## TASK GOAL
When you retype the data, keep every line exactly as it appears.
[Opening DATA FOR REVIEW section]
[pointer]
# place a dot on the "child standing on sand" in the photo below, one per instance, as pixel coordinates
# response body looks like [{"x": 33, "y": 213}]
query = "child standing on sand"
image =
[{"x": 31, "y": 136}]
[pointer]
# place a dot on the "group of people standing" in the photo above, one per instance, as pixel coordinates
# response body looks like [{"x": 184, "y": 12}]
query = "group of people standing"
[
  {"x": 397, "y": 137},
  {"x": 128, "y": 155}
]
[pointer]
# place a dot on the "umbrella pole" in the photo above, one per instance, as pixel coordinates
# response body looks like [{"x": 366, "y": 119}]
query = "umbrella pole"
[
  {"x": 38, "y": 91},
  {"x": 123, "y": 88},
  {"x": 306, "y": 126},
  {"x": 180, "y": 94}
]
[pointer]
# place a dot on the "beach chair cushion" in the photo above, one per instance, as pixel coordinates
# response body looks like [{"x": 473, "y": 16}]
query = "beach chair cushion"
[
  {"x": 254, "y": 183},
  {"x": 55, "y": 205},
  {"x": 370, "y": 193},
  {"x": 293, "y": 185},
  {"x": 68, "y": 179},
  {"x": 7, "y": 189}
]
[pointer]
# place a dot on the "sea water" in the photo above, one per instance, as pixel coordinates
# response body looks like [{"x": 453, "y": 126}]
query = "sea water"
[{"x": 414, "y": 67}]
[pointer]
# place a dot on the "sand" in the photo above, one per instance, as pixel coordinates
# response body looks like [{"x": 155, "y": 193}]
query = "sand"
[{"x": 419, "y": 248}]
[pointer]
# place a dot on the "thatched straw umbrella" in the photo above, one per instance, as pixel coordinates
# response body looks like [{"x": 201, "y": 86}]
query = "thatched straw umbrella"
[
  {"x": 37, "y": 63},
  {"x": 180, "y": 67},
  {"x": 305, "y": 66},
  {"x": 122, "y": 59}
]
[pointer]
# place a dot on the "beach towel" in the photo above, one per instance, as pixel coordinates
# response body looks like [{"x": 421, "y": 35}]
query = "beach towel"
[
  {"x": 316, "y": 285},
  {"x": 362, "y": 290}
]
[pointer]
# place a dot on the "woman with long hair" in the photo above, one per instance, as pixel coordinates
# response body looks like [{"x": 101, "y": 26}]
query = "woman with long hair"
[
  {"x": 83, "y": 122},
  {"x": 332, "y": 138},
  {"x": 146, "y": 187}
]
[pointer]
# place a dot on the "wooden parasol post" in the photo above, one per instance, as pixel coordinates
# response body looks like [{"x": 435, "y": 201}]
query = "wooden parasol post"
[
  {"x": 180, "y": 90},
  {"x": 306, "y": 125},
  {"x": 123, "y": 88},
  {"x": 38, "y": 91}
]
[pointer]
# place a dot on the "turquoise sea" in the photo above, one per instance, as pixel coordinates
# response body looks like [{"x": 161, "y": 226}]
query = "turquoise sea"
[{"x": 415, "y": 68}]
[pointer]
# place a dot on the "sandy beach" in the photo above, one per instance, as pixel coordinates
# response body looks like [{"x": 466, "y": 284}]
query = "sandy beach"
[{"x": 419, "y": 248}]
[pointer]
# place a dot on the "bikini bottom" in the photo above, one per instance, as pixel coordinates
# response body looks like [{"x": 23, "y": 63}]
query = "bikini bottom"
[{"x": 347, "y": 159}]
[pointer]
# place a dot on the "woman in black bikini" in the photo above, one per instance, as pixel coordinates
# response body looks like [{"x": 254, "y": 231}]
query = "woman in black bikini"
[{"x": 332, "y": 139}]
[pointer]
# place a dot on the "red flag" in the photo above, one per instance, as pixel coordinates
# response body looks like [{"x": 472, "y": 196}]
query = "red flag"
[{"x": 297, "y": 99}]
[Closing DATA FOR REVIEW section]
## EXERCISE RESULT
[pointer]
# place a dot on the "child standing on sand" in the photo below, one per instance, as pixel coordinates
# response body looks like [{"x": 33, "y": 213}]
query = "child standing on sand"
image =
[{"x": 31, "y": 136}]
[pointer]
# place a dot on the "group of people standing" in the photo above, one per instance, as pixel coordinates
# response body looks like [{"x": 184, "y": 12}]
query = "group of people standing"
[
  {"x": 397, "y": 137},
  {"x": 128, "y": 155}
]
[pointer]
# place a dot on the "umbrella pole" in the photo above, one per instance, as pixel coordinates
# response body looks like [{"x": 366, "y": 119}]
query = "umbrella pole"
[
  {"x": 38, "y": 91},
  {"x": 123, "y": 88},
  {"x": 306, "y": 126},
  {"x": 180, "y": 94}
]
[pointer]
# place a dot on the "beach chair cushion" in the photo above, one per instance, as pixel coordinates
# response body looks like [{"x": 473, "y": 16}]
query = "beach chair cushion"
[
  {"x": 254, "y": 183},
  {"x": 55, "y": 205},
  {"x": 370, "y": 193},
  {"x": 293, "y": 185},
  {"x": 68, "y": 179},
  {"x": 7, "y": 189}
]
[pointer]
# place a dot on the "sea water" in the photo above, one per instance, as pixel coordinates
# response body looks like [{"x": 453, "y": 126}]
query = "sea water"
[{"x": 414, "y": 67}]
[pointer]
# place a dot on the "sand" in the photo above, one per instance, as pixel coordinates
# response body looks like [{"x": 155, "y": 193}]
query = "sand"
[{"x": 419, "y": 248}]
[pointer]
# place a dot on the "thatched straw umbrella" in the photo above, one per instance, as pixel coordinates
# response body looks like [{"x": 201, "y": 86}]
query = "thatched straw umbrella"
[
  {"x": 37, "y": 63},
  {"x": 180, "y": 67},
  {"x": 305, "y": 66},
  {"x": 122, "y": 59}
]
[pointer]
# place a dot on the "beach towel" in the photo above, one per instance, as pixel coordinates
# response body looks like [{"x": 421, "y": 35}]
query = "beach towel"
[
  {"x": 316, "y": 285},
  {"x": 362, "y": 290}
]
[pointer]
# place a dot on the "woman with long hair" in the photo above, one per instance, as pixel coordinates
# response body looks like [{"x": 101, "y": 26}]
query = "woman with long hair"
[
  {"x": 83, "y": 122},
  {"x": 332, "y": 138},
  {"x": 146, "y": 187}
]
[pointer]
# place a dot on the "wooden parasol post" in the photo above, one per instance, as pixel coordinates
# response body looks like [{"x": 435, "y": 201}]
query = "wooden parasol post"
[
  {"x": 180, "y": 90},
  {"x": 306, "y": 125},
  {"x": 123, "y": 88},
  {"x": 38, "y": 91}
]
[pointer]
# place a dot on the "turquoise sea" in the photo above, one per instance, as pixel coordinates
# response body looks like [{"x": 161, "y": 226}]
query = "turquoise sea"
[{"x": 415, "y": 68}]
[pointer]
# place a dot on the "sandy beach" in the photo above, one per instance, as pixel coordinates
# response body looks like [{"x": 466, "y": 284}]
query = "sandy beach"
[{"x": 419, "y": 248}]
[pointer]
# place a dot on the "bikini bottom" in the photo above, one per instance, as pixel coordinates
# response body looks like [{"x": 23, "y": 63}]
query = "bikini bottom"
[{"x": 347, "y": 159}]
[pointer]
# place a dot on the "woman in black bikini" in the photo above, one per instance, as pixel coordinates
# response body looks like [{"x": 254, "y": 231}]
query = "woman in black bikini"
[{"x": 332, "y": 139}]
[pointer]
# place a dot on the "red flag" in the photo above, one per instance, as pixel coordinates
# response body looks like [{"x": 472, "y": 196}]
query = "red flag"
[{"x": 297, "y": 99}]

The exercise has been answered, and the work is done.